GOAL OF THE EXERCISE: Copy out the listing below exactly, please, and skip any pictures.

RAW DATA:
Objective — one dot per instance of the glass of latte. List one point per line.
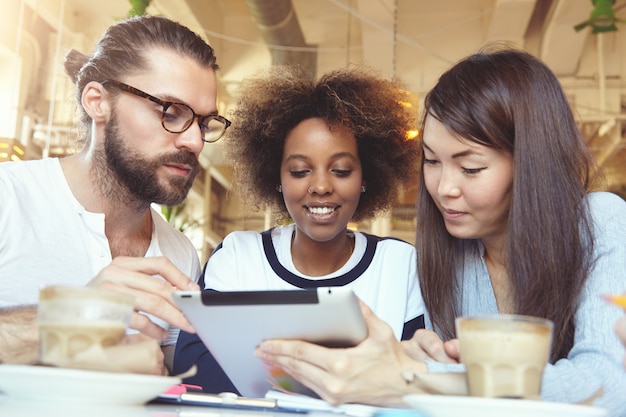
(504, 355)
(74, 319)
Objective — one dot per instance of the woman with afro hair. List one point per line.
(319, 153)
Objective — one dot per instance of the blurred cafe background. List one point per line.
(413, 41)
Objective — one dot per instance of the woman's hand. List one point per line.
(426, 345)
(370, 373)
(136, 276)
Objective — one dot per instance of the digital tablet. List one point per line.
(233, 324)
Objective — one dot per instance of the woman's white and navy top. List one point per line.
(381, 272)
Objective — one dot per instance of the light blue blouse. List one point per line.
(595, 360)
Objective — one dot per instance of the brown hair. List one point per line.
(508, 99)
(273, 103)
(121, 50)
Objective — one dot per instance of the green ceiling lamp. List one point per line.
(138, 7)
(602, 17)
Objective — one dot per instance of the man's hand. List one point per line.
(136, 276)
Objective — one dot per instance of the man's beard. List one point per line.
(139, 175)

EXERCISE SOLUTION:
Objective — one dot per instance of the glass of latte. List one point per line.
(504, 355)
(74, 319)
Objective — one dot per instance of the woman with afro hair. List one point per line.
(319, 153)
Objective — one dot per instance of the blurred cafe background. List one point per line.
(413, 41)
Objective — one dot per instance of the woman's hand. List one point per line.
(426, 345)
(370, 373)
(136, 276)
Objective — one dot per instance of the digital tablet. List one point per line.
(233, 324)
Objective — one dot per instance of the woman's white and navy top. List one point per line.
(381, 272)
Objective — one dot per instance of the light blue blouse. List one point per line.
(595, 360)
Objective — one dot per instance of the brown hair. List one point per line.
(508, 99)
(273, 103)
(121, 50)
Objective — one dot per instance of the green ceiling lamp. List one point per line.
(138, 7)
(602, 17)
Objective — one dot per instance of the man's hand. List one point per line.
(136, 276)
Objective — one dot per instance of the man's beard. List one point per line.
(139, 175)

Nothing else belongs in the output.